◆ TASK OBJECTIVE ◆
Can you format the rows below as a Markdown table with columns Index and Entry, numbering each row and leaving out any blank lines?

◆ GIVEN ENTRIES ◆
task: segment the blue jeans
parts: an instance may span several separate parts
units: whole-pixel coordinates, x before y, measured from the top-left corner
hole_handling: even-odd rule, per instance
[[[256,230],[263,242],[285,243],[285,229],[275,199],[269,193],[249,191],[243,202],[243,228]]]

◆ PROBLEM SOLUTION ◆
| Index | Entry |
|---|---|
| 1 | task: segment the blue jeans |
| 2 | parts: an instance may span several separate parts |
| 3 | units: whole-pixel coordinates, x before y, measured from the top-left corner |
| 4 | hole_handling: even-odd rule, per instance |
| 5 | [[[256,230],[263,242],[285,243],[285,229],[275,199],[269,193],[249,191],[243,202],[243,228]]] |